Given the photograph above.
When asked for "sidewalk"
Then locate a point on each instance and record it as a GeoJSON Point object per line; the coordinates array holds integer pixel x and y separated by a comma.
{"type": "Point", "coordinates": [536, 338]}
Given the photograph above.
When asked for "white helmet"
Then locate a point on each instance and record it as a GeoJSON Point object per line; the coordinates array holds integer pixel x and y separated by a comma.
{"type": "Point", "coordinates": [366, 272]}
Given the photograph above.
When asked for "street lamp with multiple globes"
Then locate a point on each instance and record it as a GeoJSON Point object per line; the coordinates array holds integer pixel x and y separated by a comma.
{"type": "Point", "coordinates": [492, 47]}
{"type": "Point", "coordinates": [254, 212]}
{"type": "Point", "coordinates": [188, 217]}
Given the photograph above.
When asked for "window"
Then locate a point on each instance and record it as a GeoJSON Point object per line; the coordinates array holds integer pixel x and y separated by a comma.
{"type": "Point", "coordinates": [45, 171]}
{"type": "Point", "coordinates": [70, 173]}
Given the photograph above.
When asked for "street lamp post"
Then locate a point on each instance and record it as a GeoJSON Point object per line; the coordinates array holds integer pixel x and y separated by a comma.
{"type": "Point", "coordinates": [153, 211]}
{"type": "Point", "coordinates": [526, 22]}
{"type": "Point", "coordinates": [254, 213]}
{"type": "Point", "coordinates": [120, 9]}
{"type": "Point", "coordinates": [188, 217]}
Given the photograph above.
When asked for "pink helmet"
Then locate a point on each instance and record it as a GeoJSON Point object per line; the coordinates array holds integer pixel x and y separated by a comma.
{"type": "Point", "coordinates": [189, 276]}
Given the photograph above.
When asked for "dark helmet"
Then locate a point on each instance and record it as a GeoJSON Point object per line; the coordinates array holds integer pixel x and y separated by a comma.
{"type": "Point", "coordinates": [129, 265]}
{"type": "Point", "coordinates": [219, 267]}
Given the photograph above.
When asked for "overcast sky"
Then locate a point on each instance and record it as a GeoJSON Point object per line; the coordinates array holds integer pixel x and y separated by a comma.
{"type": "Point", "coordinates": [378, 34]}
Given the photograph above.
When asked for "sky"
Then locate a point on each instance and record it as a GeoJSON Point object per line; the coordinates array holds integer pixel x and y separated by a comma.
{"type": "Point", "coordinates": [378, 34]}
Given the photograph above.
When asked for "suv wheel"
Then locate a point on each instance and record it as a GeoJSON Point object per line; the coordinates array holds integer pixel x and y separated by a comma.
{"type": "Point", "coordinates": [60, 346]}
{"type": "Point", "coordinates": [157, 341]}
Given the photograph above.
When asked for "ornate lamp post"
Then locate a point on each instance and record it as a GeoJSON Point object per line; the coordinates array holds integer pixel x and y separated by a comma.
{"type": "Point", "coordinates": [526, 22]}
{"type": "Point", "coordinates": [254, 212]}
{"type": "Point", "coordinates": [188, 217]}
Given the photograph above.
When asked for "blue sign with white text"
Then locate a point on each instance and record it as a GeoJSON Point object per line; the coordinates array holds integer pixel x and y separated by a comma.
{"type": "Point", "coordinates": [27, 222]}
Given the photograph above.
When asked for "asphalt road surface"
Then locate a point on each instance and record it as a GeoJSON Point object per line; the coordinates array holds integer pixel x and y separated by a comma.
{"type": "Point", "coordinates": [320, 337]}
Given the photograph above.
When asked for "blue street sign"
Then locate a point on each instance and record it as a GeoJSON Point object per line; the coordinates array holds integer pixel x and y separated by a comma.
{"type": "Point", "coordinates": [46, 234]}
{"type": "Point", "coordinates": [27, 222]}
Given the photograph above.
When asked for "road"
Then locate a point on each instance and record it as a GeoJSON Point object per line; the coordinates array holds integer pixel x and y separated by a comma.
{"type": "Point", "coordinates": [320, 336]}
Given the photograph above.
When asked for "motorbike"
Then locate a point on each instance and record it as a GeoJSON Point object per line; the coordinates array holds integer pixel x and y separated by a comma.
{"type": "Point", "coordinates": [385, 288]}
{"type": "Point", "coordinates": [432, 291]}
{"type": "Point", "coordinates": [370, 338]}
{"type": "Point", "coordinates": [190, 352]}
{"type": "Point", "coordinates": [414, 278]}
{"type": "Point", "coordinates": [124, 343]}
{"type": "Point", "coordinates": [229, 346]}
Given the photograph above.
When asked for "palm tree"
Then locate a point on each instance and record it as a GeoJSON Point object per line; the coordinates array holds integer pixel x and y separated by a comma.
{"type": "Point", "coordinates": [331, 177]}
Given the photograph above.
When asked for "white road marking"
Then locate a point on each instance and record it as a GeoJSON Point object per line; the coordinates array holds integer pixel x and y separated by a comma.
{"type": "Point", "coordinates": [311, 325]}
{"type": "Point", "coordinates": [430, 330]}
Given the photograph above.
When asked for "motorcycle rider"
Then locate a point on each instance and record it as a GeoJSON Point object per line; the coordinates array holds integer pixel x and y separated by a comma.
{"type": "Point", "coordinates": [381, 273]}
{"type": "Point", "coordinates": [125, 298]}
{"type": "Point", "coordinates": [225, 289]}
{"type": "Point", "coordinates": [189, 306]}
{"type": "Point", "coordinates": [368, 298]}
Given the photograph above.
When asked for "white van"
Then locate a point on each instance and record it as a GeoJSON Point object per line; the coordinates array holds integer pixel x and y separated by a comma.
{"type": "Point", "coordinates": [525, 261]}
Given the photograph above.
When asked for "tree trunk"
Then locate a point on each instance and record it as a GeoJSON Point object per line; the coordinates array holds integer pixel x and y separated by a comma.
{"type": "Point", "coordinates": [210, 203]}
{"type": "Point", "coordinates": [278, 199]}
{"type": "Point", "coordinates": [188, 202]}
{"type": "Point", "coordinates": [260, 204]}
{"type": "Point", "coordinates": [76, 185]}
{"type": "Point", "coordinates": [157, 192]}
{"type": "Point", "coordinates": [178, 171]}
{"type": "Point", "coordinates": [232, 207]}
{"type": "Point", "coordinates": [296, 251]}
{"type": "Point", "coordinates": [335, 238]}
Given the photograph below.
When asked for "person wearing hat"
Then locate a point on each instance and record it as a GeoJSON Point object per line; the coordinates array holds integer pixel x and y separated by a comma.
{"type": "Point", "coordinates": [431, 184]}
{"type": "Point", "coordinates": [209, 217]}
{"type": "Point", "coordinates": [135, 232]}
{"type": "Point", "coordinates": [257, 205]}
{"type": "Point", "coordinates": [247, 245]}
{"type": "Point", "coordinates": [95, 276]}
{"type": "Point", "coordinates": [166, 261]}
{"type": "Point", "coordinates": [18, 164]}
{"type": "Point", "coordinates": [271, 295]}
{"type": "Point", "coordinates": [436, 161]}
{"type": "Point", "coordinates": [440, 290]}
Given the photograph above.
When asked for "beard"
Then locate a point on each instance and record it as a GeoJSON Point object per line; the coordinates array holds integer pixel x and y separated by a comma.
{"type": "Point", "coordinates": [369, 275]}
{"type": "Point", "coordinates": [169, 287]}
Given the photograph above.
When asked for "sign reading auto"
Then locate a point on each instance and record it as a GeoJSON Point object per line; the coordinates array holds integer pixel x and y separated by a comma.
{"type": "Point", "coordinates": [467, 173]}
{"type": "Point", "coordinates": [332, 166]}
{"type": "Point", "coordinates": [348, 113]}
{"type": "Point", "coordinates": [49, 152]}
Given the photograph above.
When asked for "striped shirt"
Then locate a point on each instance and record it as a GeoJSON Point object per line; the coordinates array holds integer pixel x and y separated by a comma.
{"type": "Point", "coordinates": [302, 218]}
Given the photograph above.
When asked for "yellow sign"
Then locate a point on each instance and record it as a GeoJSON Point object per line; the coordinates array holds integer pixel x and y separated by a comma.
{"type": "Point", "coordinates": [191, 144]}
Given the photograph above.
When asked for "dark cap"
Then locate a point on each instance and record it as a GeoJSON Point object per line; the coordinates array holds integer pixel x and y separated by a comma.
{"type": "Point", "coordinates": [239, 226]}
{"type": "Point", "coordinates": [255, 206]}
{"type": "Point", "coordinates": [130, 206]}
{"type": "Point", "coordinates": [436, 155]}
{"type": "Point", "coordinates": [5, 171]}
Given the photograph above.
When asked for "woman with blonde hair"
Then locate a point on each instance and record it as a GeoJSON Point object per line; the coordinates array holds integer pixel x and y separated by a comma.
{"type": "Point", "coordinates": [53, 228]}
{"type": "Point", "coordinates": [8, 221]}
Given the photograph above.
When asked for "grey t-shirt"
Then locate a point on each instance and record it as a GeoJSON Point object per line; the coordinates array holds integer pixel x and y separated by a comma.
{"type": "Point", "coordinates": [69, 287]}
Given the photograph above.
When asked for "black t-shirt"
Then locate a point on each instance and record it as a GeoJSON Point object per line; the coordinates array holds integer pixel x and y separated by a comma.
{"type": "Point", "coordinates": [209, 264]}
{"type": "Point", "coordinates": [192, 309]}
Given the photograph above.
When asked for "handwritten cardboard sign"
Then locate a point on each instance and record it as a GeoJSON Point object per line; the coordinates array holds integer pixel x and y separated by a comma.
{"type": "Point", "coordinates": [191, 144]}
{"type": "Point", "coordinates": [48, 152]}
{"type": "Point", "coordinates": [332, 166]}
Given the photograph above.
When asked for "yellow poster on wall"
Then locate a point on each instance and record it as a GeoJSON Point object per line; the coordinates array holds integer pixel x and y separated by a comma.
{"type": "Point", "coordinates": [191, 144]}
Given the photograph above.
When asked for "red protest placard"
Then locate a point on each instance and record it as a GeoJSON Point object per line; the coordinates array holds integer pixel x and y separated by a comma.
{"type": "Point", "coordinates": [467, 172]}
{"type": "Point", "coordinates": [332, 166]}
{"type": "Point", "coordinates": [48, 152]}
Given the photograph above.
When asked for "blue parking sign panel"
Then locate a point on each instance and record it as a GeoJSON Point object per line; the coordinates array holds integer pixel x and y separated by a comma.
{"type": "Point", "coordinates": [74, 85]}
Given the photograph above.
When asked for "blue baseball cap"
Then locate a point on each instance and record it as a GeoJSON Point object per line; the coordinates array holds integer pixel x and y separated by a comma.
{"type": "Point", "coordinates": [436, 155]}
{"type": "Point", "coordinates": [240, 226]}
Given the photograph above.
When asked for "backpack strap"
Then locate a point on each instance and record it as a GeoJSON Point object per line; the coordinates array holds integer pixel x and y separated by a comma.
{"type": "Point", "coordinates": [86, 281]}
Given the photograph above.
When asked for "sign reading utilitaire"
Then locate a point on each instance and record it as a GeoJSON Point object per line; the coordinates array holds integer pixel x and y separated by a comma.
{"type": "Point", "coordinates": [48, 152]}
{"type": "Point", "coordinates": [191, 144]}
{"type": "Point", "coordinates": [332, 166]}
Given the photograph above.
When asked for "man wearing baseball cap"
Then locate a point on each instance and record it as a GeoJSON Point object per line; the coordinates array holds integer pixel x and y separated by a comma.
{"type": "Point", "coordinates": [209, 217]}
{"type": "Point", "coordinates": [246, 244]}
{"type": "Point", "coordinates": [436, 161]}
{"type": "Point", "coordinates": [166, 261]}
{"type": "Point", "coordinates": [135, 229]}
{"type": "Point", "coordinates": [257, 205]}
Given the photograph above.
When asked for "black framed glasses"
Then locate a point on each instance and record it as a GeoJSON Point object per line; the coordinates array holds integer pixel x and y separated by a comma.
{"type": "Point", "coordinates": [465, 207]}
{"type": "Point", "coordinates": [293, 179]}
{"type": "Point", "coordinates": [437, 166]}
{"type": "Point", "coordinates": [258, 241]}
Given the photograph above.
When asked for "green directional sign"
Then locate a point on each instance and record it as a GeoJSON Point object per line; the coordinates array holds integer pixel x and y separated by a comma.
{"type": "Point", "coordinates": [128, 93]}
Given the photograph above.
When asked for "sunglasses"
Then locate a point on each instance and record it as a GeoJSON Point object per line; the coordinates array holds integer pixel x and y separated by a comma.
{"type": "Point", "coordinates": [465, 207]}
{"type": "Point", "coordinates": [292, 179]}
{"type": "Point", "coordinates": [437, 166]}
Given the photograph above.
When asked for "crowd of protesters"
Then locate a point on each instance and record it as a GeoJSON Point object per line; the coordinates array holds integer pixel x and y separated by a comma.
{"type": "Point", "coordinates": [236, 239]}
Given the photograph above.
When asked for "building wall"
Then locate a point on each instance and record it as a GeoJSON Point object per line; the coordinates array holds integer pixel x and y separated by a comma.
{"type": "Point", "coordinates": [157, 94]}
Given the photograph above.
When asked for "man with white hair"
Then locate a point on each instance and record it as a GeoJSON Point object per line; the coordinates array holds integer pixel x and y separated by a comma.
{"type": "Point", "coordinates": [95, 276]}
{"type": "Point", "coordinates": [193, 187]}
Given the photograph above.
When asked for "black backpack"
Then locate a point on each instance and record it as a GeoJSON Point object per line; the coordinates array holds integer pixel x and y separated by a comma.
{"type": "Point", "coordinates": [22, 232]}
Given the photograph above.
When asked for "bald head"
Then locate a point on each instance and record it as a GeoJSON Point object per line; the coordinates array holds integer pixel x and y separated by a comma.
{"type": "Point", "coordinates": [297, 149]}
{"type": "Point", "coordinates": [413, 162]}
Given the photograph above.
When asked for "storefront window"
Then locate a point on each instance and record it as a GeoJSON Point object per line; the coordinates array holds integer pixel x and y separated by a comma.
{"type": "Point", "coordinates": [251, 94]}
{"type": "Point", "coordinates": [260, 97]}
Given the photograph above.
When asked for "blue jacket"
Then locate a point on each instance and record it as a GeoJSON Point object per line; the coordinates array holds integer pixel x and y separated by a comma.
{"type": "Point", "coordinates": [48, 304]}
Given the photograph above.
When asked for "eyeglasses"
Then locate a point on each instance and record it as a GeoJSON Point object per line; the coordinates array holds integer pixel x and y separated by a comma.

PROBLEM REQUIREMENTS: Return every line in the rows above that contains the word "baseball", copying each one in full.

ANSWER TO THIS PROBLEM:
When asked for "blue baseball cap"
When asked for "man wearing baseball cap"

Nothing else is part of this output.